TRY IT: Reproduce each record exactly, leaving nothing out.
---------- DATASET RECORDS
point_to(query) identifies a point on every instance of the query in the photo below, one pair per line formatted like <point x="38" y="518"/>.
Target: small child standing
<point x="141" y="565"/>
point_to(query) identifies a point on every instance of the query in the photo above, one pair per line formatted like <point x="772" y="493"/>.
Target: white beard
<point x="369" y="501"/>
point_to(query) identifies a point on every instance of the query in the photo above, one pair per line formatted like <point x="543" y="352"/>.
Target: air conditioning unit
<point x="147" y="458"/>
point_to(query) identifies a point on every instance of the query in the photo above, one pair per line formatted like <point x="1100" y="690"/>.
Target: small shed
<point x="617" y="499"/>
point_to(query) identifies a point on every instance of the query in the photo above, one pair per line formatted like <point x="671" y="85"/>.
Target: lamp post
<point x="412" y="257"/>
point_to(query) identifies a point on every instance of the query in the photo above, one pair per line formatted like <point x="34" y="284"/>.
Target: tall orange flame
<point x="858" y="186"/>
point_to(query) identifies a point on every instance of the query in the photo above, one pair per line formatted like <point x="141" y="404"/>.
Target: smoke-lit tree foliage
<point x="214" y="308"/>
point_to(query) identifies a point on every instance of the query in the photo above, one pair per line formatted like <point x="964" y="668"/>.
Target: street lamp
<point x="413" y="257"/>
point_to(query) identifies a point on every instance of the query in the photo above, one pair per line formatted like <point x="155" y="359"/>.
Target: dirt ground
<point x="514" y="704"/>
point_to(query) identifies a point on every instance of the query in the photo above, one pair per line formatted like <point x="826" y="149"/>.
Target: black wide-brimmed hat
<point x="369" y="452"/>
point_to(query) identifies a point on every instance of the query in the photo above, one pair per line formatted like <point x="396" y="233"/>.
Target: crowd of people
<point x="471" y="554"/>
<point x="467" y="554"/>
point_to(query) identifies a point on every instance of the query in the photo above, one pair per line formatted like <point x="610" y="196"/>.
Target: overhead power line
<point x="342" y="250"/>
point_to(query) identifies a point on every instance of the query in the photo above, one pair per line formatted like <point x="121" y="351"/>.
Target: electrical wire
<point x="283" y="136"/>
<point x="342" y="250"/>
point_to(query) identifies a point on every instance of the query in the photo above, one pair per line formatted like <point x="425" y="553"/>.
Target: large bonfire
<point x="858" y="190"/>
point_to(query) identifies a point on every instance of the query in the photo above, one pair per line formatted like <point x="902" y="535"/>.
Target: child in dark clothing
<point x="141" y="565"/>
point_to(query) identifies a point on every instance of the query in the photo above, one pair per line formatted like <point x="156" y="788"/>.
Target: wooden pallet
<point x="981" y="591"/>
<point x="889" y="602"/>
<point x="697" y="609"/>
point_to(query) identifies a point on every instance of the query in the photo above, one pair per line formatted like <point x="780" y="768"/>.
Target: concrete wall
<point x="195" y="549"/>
--------------------
TASK RESULT:
point_to(query) identifies a point on every instance of the query in the photo below, one pair per line formatted like <point x="38" y="518"/>.
Target: small child standing
<point x="141" y="565"/>
point_to(query) identifies a point on every instance of the query in the photo above, one pair per line formatted like <point x="772" y="493"/>.
Target: white beard
<point x="369" y="501"/>
point_to(query) identifies a point on every instance of the query in the photo above, one pair per line formatted like <point x="543" y="352"/>.
Target: air conditioning unit
<point x="147" y="458"/>
point_to(query) identifies a point on every instance of the query in the photo above, one pair per line formatted like <point x="1100" y="690"/>.
Target: small shed
<point x="617" y="499"/>
point_to(query) identifies a point on every instance of the query in the photo above, one pair per line formatted like <point x="671" y="85"/>.
Target: lamp post
<point x="412" y="257"/>
point_to(query) identifies a point on every instance of the query in the photo above, one pair per line formatted like <point x="34" y="284"/>.
Target: tall orange flame
<point x="858" y="186"/>
point_to(query) identifies a point on every instance of the query in the photo above, one pair per line formatted like <point x="141" y="404"/>.
Target: smoke-lit tree foliage
<point x="214" y="308"/>
point_to(query) identifies a point on every instance of the query in the photo above, one pair per line formatted like <point x="964" y="668"/>.
Target: street lamp
<point x="413" y="257"/>
point_to(query) identifies a point on every instance of the query in the photo above, one pair per line formatted like <point x="155" y="359"/>.
Target: dirt ground
<point x="514" y="704"/>
point_to(query) identifies a point on every instance of the query in the photo above, one pair per line formatted like <point x="826" y="149"/>.
Target: black wide-brimmed hat
<point x="369" y="452"/>
point_to(query) identifies a point on every instance of the query in the photo above, one pair per line formatted like <point x="396" y="233"/>.
Target: crowd of people
<point x="471" y="554"/>
<point x="467" y="554"/>
point_to(query) identifies a point on every instance of the query in the photo above, one pair per line formatted like <point x="610" y="196"/>.
Target: overhead power line
<point x="342" y="250"/>
point_to(query) identifies a point on every instance of the query in the photo above, one pair per line formatted like <point x="121" y="351"/>.
Target: electrical wire
<point x="283" y="136"/>
<point x="342" y="250"/>
point_to(query) identifies a point on every instance of the query in the photo above, one pair per line formatted like <point x="425" y="553"/>.
Target: large bonfire
<point x="858" y="190"/>
point_to(query) identifies a point on every instance of the query in the photo above, one pair per line formatted like <point x="902" y="535"/>.
Target: child in dark clothing
<point x="141" y="565"/>
point_to(query) identifies a point on every instance of the query in the photo above, one pair per line formatted like <point x="156" y="788"/>.
Target: wooden pallet
<point x="981" y="591"/>
<point x="889" y="602"/>
<point x="697" y="609"/>
point_to(query) identifies a point on every instance of the query in the photo above, one pair per line formatted like <point x="780" y="768"/>.
Target: concrete wall
<point x="195" y="549"/>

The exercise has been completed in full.